B.Limitation of Access to and Use of Material Non-Public Information

 

The obligation not to trade on inside information applies not only to the Company and insiders, but also to persons who obtain such information from insiders and use it to their advantage. Thus, liability may be imposed upon the Company, its insiders and also outsiders who are the source of leaks of material information not yet disclosed to the public if the leaks coincide with purchases or sales of the Company's securities (i) by such insiders or outsiders, (ii) by the Company itself, or (iii) by “tippees” (including relatives, friends, investment analysts, etc.).

 

Material non-public information shall not be disseminated to any person outside the Company without that person signing a Non-Disclosure Agreement acknowledging that they are receiving material non-public information and must be distributed within the Company only on a strict “need to know” basis. No employee is permitted to disclose such information selectively or generally to any other employee or outside contact unless the person to whom disclosure is made has a clear right and need to know such information in order to fulfill job responsibilities and such disclosure is approved by the Secretary of the Company. It is permissible to have discussions with investment analysts, but material non-public information may not be disclosed to an investment analyst without the information being simultaneously released to the public. Under no circumstances should any employee discuss such information with family, relatives or business and social acquaintances.

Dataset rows
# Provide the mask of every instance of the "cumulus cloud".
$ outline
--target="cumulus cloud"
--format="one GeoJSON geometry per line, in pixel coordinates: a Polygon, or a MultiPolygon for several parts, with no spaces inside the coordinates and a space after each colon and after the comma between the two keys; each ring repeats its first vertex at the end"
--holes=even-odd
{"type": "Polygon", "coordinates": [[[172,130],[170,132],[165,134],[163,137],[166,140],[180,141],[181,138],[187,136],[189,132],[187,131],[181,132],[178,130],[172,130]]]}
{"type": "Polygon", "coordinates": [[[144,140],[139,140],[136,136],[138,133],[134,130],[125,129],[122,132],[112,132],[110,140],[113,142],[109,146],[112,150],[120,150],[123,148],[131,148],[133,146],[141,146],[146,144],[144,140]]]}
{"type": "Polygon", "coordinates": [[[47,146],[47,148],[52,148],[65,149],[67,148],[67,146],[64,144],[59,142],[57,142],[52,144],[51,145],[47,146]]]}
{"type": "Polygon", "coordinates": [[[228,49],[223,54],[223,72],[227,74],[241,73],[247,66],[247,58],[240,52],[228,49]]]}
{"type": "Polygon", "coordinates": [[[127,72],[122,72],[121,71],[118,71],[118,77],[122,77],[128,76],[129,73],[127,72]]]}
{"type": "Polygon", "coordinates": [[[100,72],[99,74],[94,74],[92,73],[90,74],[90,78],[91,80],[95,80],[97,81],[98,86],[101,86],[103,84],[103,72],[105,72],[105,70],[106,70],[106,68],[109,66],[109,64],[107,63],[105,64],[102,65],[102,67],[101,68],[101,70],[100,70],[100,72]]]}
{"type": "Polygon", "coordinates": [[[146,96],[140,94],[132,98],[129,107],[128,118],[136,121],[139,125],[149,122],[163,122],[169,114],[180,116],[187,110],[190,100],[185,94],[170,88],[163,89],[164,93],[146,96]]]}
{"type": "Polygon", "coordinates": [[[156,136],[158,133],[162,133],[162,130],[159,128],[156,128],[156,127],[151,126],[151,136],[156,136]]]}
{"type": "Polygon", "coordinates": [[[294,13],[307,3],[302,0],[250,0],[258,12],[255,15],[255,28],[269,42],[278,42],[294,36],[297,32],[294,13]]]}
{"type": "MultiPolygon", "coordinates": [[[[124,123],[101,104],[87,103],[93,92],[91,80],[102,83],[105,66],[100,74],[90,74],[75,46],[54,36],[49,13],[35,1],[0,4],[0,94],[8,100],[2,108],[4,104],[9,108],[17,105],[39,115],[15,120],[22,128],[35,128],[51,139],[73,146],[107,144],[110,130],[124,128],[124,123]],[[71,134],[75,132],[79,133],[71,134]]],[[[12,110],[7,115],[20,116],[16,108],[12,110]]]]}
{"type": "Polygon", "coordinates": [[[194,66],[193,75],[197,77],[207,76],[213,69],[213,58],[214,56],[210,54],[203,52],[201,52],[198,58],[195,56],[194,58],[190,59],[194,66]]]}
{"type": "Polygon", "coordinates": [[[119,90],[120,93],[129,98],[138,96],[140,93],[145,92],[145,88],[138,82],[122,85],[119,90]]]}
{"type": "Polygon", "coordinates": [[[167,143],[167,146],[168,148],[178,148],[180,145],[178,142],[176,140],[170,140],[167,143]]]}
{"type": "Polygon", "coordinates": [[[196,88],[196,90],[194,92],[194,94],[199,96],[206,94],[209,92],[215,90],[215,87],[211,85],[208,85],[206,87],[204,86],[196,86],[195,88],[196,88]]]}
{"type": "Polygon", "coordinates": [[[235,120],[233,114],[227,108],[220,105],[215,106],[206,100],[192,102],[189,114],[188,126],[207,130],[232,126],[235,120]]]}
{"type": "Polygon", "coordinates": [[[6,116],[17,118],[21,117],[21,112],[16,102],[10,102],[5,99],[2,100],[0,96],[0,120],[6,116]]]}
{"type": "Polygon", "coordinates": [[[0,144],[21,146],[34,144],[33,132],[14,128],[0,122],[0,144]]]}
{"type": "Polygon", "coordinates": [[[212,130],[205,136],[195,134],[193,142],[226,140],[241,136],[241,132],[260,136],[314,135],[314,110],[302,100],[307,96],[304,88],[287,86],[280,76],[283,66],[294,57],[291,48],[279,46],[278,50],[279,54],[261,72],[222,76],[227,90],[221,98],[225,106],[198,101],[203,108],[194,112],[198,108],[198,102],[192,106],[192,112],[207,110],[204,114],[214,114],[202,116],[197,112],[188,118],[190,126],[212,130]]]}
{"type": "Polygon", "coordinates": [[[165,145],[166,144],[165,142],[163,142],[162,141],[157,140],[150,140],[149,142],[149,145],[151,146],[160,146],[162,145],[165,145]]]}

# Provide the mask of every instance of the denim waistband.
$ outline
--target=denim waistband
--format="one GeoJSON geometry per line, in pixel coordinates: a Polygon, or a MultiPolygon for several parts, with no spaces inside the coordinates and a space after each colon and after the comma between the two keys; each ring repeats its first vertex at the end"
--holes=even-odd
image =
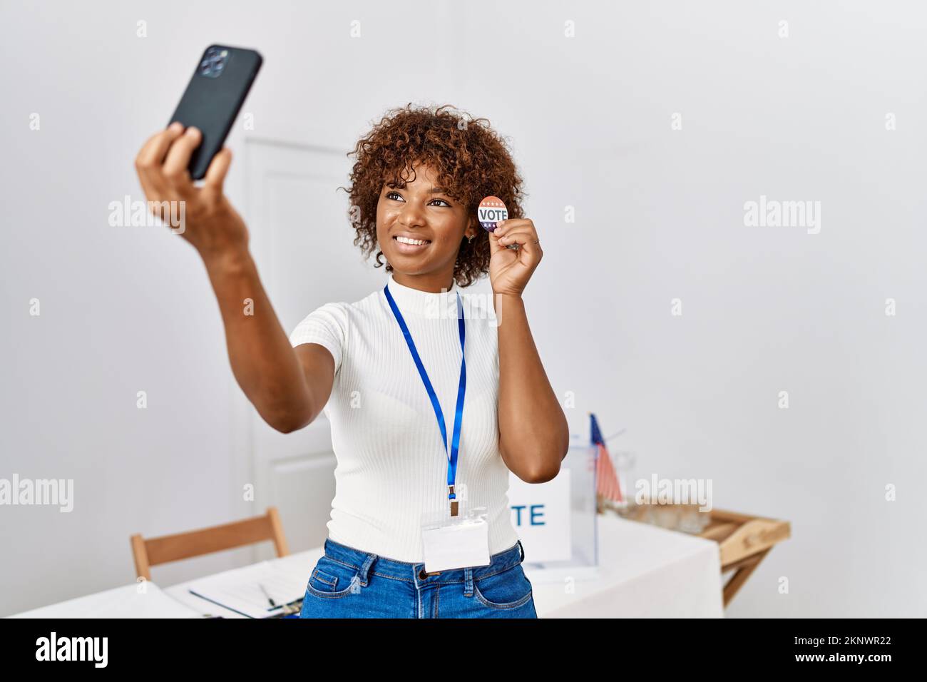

• _Work to do_
1/ Rewrite the stretch of the insider-information policy from "B.Limitation of Access" through "investment analysts, etc.).", putting "third parties" wherever "outsiders" appears.
2/ In the insider-information policy, whose approval is needed before an employee may disclose material non-public information to another employee or outside contact?

• _Results_
1/
B.Limitation of Access to and Use of Material Non-Public Information

 

The obligation not to trade on inside information applies not only to the Company and insiders, but also to persons who obtain such information from insiders and use it to their advantage. Thus, liability may be imposed upon the Company, its insiders and also third parties who are the source of leaks of material information not yet disclosed to the public if the leaks coincide with purchases or sales of the Company's securities (i) by such insiders or third parties, (ii) by the Company itself, or (iii) by “tippees” (including relatives, friends, investment analysts, etc.).

2/ The Secretary of the Company.